- DATA SECTION
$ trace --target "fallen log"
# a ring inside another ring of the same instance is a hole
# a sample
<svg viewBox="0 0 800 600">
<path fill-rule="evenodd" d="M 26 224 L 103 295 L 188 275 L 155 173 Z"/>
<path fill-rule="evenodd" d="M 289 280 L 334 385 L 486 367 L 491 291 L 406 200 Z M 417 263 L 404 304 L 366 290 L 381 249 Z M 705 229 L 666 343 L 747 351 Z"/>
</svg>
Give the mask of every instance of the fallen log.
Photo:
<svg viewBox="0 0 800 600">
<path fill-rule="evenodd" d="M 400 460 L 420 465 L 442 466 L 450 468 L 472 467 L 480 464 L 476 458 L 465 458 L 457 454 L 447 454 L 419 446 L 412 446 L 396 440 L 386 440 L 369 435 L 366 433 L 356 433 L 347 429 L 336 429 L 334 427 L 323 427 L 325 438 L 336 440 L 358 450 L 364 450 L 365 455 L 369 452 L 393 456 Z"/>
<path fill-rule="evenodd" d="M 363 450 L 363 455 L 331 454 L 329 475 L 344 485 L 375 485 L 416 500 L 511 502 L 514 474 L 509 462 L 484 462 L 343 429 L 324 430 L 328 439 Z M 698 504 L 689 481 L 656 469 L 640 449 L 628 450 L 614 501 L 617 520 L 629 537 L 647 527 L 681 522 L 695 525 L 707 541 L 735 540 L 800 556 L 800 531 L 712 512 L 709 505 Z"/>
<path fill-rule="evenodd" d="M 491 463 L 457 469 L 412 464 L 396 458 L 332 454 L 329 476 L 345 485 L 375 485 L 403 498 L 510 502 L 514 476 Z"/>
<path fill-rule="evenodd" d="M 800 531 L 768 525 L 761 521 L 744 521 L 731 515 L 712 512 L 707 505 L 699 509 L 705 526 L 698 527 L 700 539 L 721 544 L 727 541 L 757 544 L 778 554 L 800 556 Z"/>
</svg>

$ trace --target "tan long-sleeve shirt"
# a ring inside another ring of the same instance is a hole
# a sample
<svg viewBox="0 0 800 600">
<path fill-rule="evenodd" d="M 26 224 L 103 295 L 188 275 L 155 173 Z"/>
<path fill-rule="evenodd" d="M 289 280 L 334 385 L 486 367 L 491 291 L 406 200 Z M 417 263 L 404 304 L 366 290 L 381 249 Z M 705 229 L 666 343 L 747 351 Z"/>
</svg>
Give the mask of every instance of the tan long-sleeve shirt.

- WORK ORDER
Repeat all of the data shown above, exactly as it appears.

- ANSWER SPACE
$ trace --target "fallen log"
# a ring inside another ring of the same instance is a hole
# a sample
<svg viewBox="0 0 800 600">
<path fill-rule="evenodd" d="M 26 224 L 103 295 L 188 275 L 155 173 Z"/>
<path fill-rule="evenodd" d="M 289 280 L 334 385 L 486 367 L 491 291 L 406 200 Z M 417 263 L 404 304 L 366 290 L 381 249 Z M 705 229 L 666 343 L 747 351 Z"/>
</svg>
Give the mask of every instance of the fallen log.
Photo:
<svg viewBox="0 0 800 600">
<path fill-rule="evenodd" d="M 400 460 L 420 465 L 442 466 L 450 468 L 472 467 L 480 464 L 476 458 L 465 458 L 457 454 L 447 454 L 419 446 L 412 446 L 396 440 L 386 440 L 369 435 L 366 433 L 356 433 L 347 429 L 336 429 L 334 427 L 323 427 L 325 438 L 336 440 L 358 450 L 364 450 L 365 455 L 369 452 L 393 456 Z"/>
<path fill-rule="evenodd" d="M 363 450 L 363 455 L 331 454 L 329 475 L 344 485 L 375 485 L 416 500 L 511 502 L 514 474 L 509 462 L 484 462 L 343 429 L 324 430 L 328 439 Z M 698 504 L 689 481 L 656 469 L 640 449 L 628 450 L 614 501 L 617 520 L 629 537 L 647 527 L 681 522 L 695 525 L 707 541 L 735 540 L 800 556 L 800 531 L 712 512 L 709 505 Z"/>
<path fill-rule="evenodd" d="M 491 463 L 457 469 L 412 464 L 396 458 L 332 454 L 329 476 L 345 485 L 375 485 L 403 498 L 510 502 L 514 476 Z"/>
<path fill-rule="evenodd" d="M 800 531 L 768 525 L 761 521 L 744 521 L 731 515 L 712 512 L 707 505 L 699 509 L 705 526 L 698 527 L 700 539 L 721 544 L 727 541 L 757 544 L 778 554 L 800 556 Z"/>
</svg>

$ trace --target "tan long-sleeve shirt"
# a ring inside another ring of the same instance is a hole
# a sample
<svg viewBox="0 0 800 600">
<path fill-rule="evenodd" d="M 26 224 L 103 295 L 188 275 L 155 173 Z"/>
<path fill-rule="evenodd" d="M 289 280 L 334 385 L 486 367 L 491 291 L 406 200 Z M 417 263 L 404 304 L 366 290 L 381 249 Z M 705 229 L 666 343 L 747 351 Z"/>
</svg>
Give the mask of every instance of the tan long-sleeve shirt.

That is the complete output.